## WHAT YOU NEED TO DO:
Count how many lines in the data below contain the word "speaker" and give only that number.

## GIVEN INFORMATION:
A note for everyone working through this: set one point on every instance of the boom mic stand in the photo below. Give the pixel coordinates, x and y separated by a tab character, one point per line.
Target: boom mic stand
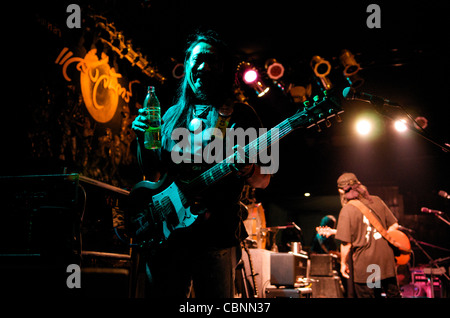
431	262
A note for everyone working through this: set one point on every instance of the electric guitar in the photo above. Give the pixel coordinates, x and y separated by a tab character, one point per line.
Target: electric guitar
159	208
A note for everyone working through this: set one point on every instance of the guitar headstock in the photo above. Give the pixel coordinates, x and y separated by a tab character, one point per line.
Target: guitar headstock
318	112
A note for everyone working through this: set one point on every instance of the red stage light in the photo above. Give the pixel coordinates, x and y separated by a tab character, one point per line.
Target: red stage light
250	76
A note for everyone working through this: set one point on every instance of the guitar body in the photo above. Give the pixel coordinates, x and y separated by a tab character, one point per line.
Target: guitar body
158	209
402	248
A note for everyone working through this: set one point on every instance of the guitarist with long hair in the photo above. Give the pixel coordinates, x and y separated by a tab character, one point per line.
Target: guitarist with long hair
374	264
206	252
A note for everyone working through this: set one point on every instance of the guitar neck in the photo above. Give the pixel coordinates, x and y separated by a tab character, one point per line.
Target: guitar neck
251	150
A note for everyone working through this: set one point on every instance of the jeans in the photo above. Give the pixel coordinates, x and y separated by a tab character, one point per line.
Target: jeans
179	273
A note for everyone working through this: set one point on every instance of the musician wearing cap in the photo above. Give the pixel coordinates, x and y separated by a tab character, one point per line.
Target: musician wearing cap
361	228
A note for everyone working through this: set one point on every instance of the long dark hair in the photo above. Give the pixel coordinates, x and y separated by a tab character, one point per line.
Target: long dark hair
181	113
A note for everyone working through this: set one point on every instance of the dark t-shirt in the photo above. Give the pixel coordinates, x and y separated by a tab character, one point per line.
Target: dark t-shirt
368	246
221	225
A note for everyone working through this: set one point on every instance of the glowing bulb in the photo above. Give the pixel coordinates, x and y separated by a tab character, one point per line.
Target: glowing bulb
400	125
250	76
363	127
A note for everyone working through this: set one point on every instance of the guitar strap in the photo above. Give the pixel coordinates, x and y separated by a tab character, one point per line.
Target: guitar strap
365	210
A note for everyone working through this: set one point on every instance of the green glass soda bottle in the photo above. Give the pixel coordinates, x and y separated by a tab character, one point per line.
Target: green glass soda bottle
152	137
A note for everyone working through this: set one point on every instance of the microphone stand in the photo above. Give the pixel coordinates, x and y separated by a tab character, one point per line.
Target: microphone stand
444	220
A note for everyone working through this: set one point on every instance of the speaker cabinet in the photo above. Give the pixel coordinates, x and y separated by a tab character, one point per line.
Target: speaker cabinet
327	287
286	267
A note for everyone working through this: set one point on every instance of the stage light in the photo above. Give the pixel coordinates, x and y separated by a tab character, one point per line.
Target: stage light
321	69
421	122
400	125
275	70
363	127
351	67
250	76
355	81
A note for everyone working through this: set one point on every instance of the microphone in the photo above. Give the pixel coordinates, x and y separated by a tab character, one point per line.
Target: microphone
350	94
427	210
444	194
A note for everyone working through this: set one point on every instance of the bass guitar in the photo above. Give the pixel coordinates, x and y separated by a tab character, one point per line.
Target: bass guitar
159	208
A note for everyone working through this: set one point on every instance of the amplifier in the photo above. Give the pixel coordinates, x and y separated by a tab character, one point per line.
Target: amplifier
285	268
321	265
304	292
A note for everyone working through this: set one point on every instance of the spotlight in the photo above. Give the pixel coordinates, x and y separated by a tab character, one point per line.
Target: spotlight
355	81
321	68
421	122
274	69
252	78
351	67
363	127
400	125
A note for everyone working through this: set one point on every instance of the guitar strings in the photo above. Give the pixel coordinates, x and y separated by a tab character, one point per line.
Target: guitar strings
223	168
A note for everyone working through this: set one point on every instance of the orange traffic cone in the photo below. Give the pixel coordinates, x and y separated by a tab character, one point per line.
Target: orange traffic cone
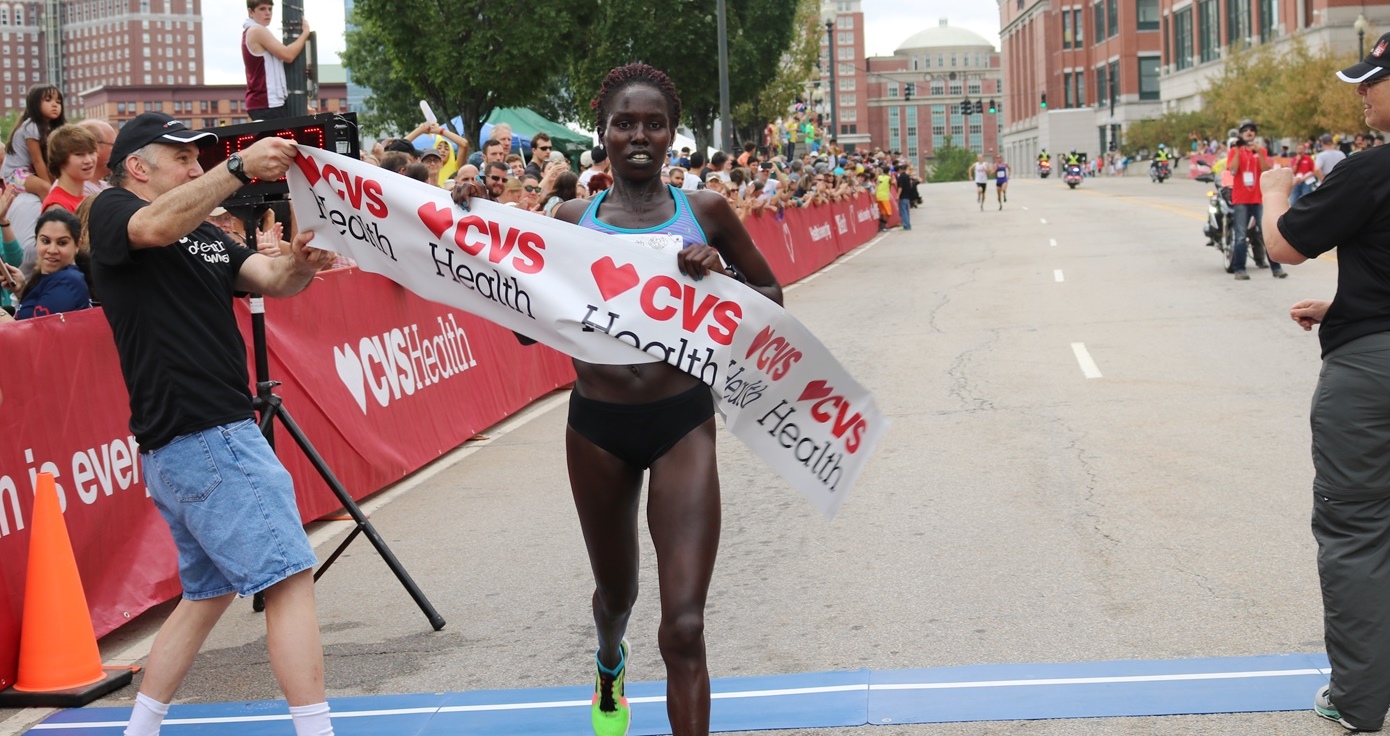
59	658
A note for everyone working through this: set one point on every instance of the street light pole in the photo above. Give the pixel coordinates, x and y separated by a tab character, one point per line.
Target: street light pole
727	128
827	13
296	75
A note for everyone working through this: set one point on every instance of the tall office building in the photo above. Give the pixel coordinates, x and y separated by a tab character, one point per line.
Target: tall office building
847	31
1198	35
916	95
82	45
1077	73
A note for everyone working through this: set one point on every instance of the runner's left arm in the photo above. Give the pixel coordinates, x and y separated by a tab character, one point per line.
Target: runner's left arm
730	240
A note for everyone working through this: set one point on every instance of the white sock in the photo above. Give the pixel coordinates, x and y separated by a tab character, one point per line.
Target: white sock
312	720
146	717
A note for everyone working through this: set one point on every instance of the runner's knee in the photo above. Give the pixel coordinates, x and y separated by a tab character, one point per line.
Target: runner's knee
612	601
683	636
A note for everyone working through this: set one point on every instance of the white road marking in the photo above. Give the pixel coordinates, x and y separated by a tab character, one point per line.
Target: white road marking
733	694
1089	366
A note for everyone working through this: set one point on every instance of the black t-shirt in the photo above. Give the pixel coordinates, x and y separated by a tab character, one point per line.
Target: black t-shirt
906	188
171	315
1350	212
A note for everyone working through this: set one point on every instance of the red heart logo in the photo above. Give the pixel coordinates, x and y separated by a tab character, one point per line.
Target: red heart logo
759	340
815	390
613	278
309	167
437	219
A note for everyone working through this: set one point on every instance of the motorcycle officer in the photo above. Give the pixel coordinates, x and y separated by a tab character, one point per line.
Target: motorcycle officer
1246	162
1161	157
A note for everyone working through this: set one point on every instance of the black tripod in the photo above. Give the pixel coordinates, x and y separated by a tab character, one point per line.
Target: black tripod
271	408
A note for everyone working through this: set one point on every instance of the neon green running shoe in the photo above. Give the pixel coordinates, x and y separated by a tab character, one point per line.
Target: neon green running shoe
610	714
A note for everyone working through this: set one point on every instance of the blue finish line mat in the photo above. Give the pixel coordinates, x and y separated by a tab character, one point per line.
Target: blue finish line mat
1027	692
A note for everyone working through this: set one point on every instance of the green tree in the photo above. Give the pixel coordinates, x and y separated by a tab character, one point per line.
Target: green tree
794	70
1289	89
464	57
1172	128
951	163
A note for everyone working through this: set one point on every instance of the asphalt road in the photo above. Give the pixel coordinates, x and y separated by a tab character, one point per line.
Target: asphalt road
1016	511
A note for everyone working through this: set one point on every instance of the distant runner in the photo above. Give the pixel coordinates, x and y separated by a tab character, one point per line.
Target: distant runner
982	178
1001	181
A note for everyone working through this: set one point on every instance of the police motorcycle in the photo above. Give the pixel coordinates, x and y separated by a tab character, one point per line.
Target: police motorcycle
1219	230
1158	170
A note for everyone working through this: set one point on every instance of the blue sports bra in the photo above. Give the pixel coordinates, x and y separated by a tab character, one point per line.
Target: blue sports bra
683	223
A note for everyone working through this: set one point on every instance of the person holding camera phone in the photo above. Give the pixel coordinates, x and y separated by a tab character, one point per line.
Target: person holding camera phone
1246	162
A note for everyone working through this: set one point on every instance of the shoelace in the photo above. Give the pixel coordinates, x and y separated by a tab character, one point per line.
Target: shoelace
606	701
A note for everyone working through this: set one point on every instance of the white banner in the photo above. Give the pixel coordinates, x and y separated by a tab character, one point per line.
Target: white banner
603	299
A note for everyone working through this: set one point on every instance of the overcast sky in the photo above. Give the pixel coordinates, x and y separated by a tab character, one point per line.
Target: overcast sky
887	24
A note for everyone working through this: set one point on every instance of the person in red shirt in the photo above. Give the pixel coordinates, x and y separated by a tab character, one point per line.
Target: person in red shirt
1303	167
1246	162
72	152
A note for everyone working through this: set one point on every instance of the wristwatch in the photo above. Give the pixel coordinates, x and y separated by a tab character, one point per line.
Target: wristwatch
235	166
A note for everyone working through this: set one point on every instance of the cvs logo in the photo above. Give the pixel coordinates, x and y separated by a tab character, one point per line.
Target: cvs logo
834	409
355	189
476	234
663	299
774	355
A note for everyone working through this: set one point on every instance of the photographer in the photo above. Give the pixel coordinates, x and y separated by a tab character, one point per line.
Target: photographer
167	281
1350	210
1246	162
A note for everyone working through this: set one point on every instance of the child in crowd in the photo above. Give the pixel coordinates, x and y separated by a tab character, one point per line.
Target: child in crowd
25	162
72	157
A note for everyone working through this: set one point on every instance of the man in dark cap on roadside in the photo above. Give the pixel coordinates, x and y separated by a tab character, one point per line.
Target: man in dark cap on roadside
1351	405
167	283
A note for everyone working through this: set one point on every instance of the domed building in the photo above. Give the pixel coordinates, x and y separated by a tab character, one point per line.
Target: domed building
916	96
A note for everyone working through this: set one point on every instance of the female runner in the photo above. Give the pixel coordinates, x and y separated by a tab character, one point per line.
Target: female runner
652	416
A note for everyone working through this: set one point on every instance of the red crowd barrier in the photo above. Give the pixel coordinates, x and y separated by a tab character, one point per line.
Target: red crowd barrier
380	380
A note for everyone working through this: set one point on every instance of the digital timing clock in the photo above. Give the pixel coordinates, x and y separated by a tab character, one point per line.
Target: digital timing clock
328	131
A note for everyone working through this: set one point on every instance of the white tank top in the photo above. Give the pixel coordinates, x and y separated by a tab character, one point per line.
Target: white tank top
275	85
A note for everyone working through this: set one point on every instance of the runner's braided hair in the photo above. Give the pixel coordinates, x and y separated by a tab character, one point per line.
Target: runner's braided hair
635	74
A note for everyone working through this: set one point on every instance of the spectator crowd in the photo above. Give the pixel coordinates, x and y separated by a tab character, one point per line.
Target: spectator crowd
50	166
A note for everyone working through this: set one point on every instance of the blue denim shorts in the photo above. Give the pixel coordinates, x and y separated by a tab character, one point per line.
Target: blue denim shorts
231	507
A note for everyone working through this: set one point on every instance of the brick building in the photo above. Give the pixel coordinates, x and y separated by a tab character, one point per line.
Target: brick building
79	45
1077	73
851	107
915	95
1198	34
206	106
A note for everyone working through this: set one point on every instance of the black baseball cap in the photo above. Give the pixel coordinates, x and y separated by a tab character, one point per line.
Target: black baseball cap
154	128
1375	64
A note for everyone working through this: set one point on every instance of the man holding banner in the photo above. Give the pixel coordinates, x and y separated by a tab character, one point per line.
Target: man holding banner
167	281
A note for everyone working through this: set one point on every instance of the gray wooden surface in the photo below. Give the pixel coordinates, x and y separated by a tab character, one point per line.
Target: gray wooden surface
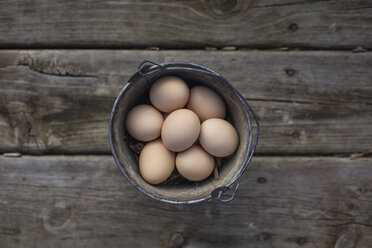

## THE SOLUTION:
2